In the article on coping with macular degeneration, what percentage of ultraviolet light should the recommended sunglasses block?

▶ Page extract
********************

Eyes, Age related illnesses | July 17, 2014 | Author: The Super Pharmacist
Coping with macular degeneration often entails learning how to adjust to the vision loss that has occurred, or may be gradually developing. Low vision rehabilitation is an effective approach that involves the use of specialised support tools and enlists the services of highly-trained ophthalmologists and optometrists and sometimes an occupational therapist, rehabilitation teacher, or a technology specialist.
One of the first approaches that are utilised is called refractive correction, which entails providing supportive equipment such as corrective glasses and contact lens. Refractive correction reduces vision problems that are associated with macular degeneration such as presbyopia, which is the inability to focus up close (e.g. to read letters in a book or newspaper).
When this condition is diagnosed in the early stage, corrective eyeglasses and contact lenses can help individuals regain their ability to read, write, do housework, recognise faces, and see images at a distance.
In some cases, this approach also corrects vision for people with the intermediate form of the disease.
Doctors also recommend that individuals with this disease wear sunglasses that block 98%-100% of ultraviolet light as this protects the retina from further damage.
The degree of low vision often varies with each individual so there are a number of different options that are available. These include:
Computer aids are especially helpful. Software that can read aloud and even write spoken words can be installed on most computers and laptops. In addition, there are programs that automatically increase the size of text in order to improve readability.
Scan-to-read devices are especially useful for individuals with the intermediate stage of macular degeneration who have significant vision loss or partial blindness due to the late stage. These handheld tools take pictures of documents or images and convert printed words into audio output. Moreover, these types of vision aids help individuals, who were becoming dependent upon others to read for them, regain their independence.
A specialist such as an occupational therapist, rehabilitation teacher, or a technology specialist may also come into the home to demonstrate how to use low-vision devices and equipment (e.g. magnifiers and specialised computers).
Some suggestions they may make include:
A therapist may also help an individual with macular degeneration learn how to better use their peripheral vision.
When vision loss increases or blurry grey areas become enlarged, individuals with this disease may start to turn their entire body or tilt toward objects, which may cause poor posture, bodily pain, and discomfort over time. In addition, they may begin to limit their level of activity in the home and in the community altogether due to a fear of having an accident and becoming injured. Learning how to use the peripheral vision involves finding a spot in the peripheral view that is less blurry than the rest of the visual field.
A trained therapist can guide an individual through this process and with consistant practice, the use of the peripheral vision eventually becomes habitual. Furthermore, research has shown that some individuals with macular degeneration are able to successfully adapt to their environment and gradually improve poor posture as their ability to utilise peripheral vision increases.
Individuals who have significant vision loss or partial blindness due to macular degeneration may experience feelings such as helplessness, anger, shock, and depression. They may also struggle to learn how to cope with the disease or make lifestyle adjustments as the condition progresses.
Once macular degeneration has been diagnosed, understanding the types of services and options that are available can improve an individual’s ability to live with this condition.
It is most important for an individual to regain a sense of control and independence when low-vision becomes an issue.
Low vision rehabilitation, which offers the provision of vision aids and other support services, has demonstrated the ability to correct visual errors with the use of prescription eyeglasses, contact lens, and enhanced technology. This approach also improves reading ability and sometimes even increases reading speed in persons with macular degeneration. In many cases, this approach allows people to regain their quality of life while continuing to discuss treatment options with their doctors and is therefore, an effective way to cope with this condition.

********************

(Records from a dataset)
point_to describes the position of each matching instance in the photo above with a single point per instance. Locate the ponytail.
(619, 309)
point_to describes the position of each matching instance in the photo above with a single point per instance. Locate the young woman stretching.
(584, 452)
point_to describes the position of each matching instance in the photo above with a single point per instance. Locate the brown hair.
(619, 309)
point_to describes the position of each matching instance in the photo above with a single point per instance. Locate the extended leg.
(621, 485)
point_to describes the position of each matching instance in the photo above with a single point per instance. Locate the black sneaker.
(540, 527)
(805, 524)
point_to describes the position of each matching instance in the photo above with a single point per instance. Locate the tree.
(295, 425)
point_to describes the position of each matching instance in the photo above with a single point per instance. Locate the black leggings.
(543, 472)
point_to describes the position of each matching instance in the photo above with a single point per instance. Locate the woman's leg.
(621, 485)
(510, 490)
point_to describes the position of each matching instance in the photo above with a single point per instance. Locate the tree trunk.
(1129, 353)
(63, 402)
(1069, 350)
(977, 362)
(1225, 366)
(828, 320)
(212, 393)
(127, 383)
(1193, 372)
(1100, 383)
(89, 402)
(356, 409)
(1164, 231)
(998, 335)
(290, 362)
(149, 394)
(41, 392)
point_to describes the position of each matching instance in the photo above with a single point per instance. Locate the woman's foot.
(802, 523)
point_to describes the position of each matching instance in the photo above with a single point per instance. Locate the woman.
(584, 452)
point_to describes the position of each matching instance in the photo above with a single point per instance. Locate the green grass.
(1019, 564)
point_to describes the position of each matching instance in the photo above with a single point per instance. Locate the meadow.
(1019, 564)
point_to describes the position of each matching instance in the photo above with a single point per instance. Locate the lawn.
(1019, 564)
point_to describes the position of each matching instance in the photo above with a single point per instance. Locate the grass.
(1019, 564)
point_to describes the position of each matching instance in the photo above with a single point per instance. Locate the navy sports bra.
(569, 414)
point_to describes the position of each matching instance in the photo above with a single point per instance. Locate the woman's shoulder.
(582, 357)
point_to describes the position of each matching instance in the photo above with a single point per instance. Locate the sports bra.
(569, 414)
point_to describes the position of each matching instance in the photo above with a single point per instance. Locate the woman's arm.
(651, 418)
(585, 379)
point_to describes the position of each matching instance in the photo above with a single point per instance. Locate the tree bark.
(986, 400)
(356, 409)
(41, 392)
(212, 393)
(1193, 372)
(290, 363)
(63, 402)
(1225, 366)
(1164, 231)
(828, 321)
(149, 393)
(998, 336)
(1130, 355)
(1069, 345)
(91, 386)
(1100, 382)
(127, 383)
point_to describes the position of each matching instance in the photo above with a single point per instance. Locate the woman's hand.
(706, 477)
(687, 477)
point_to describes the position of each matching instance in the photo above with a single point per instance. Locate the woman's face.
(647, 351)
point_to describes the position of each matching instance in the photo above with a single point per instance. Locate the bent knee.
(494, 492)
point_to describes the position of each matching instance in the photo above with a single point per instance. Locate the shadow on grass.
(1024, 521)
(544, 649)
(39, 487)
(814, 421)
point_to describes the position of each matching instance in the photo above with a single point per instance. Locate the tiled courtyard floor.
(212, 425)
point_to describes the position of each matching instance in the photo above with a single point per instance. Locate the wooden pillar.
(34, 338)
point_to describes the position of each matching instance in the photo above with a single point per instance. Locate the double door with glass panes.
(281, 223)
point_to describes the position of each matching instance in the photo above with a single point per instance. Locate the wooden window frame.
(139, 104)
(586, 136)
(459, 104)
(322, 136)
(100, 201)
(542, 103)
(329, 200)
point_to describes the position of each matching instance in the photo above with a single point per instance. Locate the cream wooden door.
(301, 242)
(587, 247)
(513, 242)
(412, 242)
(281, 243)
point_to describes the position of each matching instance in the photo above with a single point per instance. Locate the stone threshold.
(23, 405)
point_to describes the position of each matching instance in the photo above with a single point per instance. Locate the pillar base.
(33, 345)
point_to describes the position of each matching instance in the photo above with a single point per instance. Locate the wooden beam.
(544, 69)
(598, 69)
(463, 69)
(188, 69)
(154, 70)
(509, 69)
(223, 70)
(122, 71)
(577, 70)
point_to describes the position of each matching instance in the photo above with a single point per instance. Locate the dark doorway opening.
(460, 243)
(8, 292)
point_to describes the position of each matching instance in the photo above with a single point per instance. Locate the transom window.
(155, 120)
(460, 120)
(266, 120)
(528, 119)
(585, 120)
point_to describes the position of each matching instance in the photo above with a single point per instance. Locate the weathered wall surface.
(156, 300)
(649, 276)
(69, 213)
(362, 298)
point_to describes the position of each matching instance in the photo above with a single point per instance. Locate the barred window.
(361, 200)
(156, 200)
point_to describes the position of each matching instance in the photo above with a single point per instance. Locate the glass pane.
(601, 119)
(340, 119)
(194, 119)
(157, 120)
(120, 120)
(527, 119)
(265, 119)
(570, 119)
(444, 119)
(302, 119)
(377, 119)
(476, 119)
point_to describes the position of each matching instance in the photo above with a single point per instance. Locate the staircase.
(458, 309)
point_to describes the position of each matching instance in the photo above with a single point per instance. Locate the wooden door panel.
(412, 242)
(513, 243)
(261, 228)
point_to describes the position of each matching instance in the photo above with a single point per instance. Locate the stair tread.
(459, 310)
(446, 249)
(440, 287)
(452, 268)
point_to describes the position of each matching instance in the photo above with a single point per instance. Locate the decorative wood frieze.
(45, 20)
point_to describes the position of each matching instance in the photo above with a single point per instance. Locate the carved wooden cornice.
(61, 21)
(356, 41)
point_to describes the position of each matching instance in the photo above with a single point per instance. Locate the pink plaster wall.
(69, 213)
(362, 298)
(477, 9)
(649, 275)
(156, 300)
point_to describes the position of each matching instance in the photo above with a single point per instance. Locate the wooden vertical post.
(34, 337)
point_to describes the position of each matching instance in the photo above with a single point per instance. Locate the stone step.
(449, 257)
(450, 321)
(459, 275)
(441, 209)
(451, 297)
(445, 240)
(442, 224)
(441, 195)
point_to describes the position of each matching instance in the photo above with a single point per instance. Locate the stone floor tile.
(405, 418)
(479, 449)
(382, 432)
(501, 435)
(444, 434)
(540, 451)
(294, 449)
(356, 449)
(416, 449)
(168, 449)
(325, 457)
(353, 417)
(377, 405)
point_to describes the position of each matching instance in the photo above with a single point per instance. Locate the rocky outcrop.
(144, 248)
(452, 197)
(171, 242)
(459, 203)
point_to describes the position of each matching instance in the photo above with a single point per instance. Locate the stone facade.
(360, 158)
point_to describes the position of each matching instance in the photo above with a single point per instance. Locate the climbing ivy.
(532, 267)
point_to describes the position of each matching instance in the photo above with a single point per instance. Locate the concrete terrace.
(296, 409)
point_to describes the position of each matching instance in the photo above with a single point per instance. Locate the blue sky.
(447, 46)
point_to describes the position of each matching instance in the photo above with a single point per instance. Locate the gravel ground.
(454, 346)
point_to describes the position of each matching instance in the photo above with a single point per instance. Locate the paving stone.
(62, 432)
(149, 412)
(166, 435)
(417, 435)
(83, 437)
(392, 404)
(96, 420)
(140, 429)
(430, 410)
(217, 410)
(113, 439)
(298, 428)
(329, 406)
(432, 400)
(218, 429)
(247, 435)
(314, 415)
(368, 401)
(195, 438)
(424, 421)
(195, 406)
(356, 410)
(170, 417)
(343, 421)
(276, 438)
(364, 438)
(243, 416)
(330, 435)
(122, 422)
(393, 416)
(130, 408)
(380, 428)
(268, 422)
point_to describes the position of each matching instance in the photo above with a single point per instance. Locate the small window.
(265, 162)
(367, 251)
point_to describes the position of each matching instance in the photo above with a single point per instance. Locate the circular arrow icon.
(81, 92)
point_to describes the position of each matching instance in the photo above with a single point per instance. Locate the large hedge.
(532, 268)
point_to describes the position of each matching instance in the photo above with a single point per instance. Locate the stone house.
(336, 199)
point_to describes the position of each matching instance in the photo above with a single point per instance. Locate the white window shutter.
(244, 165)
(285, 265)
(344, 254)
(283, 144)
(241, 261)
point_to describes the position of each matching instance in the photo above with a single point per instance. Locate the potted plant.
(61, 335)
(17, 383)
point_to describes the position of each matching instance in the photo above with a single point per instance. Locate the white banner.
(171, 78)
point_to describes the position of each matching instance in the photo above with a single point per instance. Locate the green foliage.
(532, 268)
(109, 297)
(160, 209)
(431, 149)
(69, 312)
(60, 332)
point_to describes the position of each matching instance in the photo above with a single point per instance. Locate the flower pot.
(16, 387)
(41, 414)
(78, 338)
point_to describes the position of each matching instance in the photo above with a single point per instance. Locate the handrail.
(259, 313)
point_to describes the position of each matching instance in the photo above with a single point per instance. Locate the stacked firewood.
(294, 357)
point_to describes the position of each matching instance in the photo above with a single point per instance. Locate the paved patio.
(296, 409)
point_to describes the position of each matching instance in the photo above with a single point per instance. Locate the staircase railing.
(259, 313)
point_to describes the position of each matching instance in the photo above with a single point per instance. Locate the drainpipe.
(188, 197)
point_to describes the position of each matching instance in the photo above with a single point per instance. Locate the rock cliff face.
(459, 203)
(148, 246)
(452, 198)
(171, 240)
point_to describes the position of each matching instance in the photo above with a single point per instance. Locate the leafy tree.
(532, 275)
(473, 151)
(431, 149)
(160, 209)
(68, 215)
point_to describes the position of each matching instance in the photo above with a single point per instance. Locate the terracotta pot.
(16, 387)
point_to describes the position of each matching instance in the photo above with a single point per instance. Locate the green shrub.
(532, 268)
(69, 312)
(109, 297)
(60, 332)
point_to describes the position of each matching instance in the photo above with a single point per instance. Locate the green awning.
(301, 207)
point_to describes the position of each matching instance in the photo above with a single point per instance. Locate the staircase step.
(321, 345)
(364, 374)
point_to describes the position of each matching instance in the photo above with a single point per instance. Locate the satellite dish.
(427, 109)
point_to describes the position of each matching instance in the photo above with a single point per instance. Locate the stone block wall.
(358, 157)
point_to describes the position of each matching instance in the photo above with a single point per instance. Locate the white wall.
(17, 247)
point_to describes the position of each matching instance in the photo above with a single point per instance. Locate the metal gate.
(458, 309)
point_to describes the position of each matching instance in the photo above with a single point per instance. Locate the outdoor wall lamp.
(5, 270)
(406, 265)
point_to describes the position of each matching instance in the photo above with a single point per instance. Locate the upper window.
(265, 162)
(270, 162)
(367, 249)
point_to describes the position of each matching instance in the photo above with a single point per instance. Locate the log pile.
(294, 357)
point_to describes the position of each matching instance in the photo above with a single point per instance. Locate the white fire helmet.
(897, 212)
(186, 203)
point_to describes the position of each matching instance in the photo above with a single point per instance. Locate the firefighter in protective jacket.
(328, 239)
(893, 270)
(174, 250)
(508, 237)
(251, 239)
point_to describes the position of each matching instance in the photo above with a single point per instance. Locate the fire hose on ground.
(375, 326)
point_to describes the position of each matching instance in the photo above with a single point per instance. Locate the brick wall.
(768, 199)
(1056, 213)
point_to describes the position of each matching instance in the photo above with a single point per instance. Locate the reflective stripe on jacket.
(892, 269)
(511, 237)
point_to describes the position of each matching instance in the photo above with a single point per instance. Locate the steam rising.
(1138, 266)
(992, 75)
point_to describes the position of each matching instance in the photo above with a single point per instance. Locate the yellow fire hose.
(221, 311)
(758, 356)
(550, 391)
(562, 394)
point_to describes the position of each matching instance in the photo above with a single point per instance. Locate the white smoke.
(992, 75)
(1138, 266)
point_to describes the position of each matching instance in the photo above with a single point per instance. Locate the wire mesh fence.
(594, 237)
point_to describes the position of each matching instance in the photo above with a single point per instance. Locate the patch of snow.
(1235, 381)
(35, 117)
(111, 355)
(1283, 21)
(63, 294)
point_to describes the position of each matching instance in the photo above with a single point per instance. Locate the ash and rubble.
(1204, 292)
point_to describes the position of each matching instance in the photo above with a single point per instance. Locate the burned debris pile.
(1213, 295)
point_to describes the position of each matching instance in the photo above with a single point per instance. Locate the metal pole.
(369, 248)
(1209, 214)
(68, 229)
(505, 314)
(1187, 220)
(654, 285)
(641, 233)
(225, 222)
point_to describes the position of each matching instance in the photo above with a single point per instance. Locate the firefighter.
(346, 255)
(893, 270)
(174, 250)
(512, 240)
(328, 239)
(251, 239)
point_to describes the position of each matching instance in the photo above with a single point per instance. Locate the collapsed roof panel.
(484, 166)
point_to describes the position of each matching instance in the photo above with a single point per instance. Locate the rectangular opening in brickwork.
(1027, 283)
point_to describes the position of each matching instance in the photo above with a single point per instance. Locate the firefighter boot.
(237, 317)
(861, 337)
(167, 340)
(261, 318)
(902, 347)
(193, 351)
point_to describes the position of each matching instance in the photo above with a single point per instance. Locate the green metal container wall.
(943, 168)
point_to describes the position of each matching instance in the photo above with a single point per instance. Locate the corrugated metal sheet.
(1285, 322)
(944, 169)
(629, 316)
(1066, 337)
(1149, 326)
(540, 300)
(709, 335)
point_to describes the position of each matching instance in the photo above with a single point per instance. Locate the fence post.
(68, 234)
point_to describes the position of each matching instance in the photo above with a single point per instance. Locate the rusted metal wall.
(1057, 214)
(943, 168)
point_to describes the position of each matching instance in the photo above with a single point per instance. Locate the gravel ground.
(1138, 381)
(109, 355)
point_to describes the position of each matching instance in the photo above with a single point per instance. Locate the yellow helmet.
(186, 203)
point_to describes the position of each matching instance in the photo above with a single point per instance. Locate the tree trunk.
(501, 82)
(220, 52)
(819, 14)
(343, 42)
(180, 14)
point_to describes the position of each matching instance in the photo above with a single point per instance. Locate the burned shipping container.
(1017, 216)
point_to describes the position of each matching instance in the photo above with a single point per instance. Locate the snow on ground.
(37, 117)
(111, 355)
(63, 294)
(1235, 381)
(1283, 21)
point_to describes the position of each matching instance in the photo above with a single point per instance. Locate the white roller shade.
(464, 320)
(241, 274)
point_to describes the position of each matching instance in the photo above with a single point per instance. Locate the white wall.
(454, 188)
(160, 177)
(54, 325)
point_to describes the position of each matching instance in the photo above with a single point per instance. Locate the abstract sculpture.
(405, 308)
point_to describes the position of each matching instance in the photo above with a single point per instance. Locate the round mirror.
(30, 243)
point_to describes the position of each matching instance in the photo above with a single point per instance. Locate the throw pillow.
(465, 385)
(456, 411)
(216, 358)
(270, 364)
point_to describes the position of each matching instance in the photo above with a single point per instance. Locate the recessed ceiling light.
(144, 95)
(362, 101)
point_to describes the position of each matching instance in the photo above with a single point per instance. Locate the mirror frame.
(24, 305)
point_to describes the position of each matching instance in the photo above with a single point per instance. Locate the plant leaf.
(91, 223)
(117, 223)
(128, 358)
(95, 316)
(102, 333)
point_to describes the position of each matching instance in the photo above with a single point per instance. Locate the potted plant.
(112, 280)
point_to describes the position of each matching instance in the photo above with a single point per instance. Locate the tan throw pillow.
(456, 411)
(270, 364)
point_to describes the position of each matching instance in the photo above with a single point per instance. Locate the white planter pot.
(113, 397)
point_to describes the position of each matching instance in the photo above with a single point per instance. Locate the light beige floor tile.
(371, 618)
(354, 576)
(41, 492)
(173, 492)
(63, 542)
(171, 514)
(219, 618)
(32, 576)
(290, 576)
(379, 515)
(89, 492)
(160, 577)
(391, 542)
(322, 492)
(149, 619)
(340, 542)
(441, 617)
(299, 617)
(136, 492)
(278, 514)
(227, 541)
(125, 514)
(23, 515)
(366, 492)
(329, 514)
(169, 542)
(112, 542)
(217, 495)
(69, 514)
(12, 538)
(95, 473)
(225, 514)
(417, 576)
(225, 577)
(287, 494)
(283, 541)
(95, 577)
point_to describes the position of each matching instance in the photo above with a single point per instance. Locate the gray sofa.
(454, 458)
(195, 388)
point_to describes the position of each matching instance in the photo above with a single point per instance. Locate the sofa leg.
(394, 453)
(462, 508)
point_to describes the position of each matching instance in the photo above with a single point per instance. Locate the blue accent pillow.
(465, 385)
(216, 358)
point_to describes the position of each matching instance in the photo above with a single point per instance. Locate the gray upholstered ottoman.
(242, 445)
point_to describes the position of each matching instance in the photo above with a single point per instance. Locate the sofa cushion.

********************

▶ Written response
98%-100% of ultraviolet light.